Referring expression data:
•••••

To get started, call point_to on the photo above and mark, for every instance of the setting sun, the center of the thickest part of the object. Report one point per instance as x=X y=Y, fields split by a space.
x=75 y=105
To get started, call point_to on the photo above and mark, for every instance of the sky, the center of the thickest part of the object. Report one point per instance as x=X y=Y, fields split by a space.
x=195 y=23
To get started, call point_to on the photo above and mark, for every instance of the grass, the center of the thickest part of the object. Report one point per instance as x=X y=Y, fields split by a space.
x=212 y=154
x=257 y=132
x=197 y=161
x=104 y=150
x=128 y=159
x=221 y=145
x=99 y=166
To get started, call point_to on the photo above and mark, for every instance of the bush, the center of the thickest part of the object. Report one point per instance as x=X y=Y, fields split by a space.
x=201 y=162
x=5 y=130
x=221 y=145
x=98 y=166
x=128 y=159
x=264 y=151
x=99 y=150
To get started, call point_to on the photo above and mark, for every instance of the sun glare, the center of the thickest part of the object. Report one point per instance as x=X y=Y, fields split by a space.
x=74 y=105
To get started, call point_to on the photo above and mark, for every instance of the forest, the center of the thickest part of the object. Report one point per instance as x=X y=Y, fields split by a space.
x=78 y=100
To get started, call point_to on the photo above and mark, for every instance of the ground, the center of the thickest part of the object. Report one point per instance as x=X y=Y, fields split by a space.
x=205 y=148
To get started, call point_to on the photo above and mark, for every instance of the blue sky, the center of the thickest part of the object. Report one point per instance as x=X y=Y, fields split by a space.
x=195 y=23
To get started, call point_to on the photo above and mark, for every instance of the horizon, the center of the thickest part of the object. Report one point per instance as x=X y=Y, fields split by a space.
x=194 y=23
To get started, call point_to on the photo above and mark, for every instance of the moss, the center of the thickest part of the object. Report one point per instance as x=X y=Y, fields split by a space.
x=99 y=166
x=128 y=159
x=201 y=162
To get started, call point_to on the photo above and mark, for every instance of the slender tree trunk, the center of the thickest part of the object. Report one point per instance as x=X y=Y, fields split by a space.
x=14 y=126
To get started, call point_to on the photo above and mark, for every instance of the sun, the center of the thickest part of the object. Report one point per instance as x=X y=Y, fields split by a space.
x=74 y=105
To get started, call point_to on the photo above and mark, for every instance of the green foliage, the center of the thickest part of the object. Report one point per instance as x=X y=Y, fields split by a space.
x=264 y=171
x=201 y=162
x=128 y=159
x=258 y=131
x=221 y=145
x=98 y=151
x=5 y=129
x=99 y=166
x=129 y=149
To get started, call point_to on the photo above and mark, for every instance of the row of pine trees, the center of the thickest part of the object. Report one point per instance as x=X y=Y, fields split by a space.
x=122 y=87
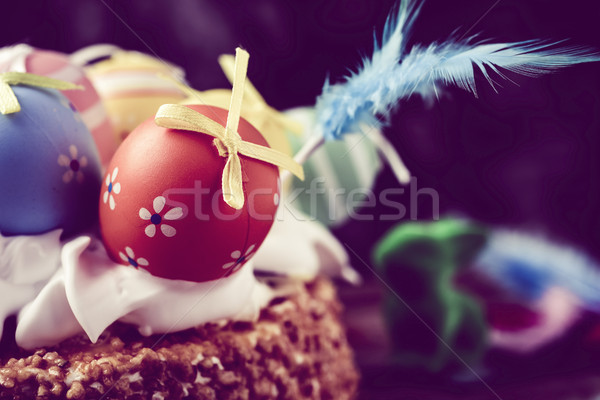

•••••

Task brief: Write the records out exactly once more, leaving off the pictures.

Answer box:
To get started, call point_to on the photo above and mark, for every instance of the setting sun, the center of the thickest part of the object. Report one point per instance as x=X y=Y, fields split by a space.
x=75 y=105
To get started, call point_to on the photo above and mark, for every instance of the sky, the center of the thickest part of the object. Report one point per instance as x=X y=Y, fields split by a space.
x=195 y=23
To get started, call point_to on the photo above and mark, for every instance of the grass, the center of the thickest part of the object. Report one point per instance as x=X y=Y, fields split by a space.
x=212 y=154
x=257 y=132
x=197 y=161
x=104 y=150
x=128 y=159
x=221 y=145
x=99 y=166
To get started, call point_to on the photo above and mark, for every instance of the bush, the center of the thickest part of the object. Report one point per instance as x=X y=Y, fields split by a space.
x=201 y=162
x=5 y=130
x=221 y=145
x=98 y=166
x=128 y=159
x=264 y=151
x=99 y=150
To get started, call point_to on the photo above and mark, for every instance of the sun glare, the center of the thickest part of the object. Report one point per instance as x=X y=Y, fields split by a space.
x=74 y=105
To get started, call point_to on the photo above and mark, for every instance of the forest, the center of the thickest part of the object. Report one point per instance as x=X y=Y, fields split by a space.
x=78 y=100
To get started, call point_to on the photo above and mark, for every instance of the ground, the center of the thickest part of the object. Report one point per instance as x=X y=Y, fields split by a space.
x=205 y=148
To get started, call point_to on the photo above and mark, for every instance of the blue sky, the center of the thickest part of the object. Report one point per instance as x=X y=Y, fields split by a space.
x=195 y=23
To get started, call point_to on the photo above and mark, for every instance of the horizon, the center of the thickest part of the object. Report one point per instance as x=X y=Y, fields split by a space.
x=194 y=23
To get started, call point_to on the photo above and mark, for every instance of the moss, the center of the thickest part of the object. Report one point per instance as x=X y=Y, fields split by a space.
x=99 y=166
x=128 y=159
x=201 y=162
To get started, call point_to on the photo above and mark, for every instance of the slender tree trunk, the center of the thickest part of the object. Report one point per instance as x=X y=Y, fields split by a space.
x=14 y=126
To get started, call point_to on the photo above and mark, for every instance of the sun, the center of the thickest part of the object. Report one point per instance as x=X y=Y, fields split by a space.
x=74 y=105
To get started, call point_to on the photo above and mark, for every instance of the green foliage, the center of the thickest part of the object. Report one point per instance as x=X y=Y, fields split by a space.
x=264 y=171
x=201 y=162
x=128 y=159
x=258 y=131
x=221 y=145
x=98 y=151
x=5 y=129
x=99 y=166
x=129 y=149
To get started, call point_to on the photo above and mark, for every instance of the row of pine trees, the center of the thickest part of the object. Report one point per instance as x=X y=Y, fields split by a space.
x=122 y=87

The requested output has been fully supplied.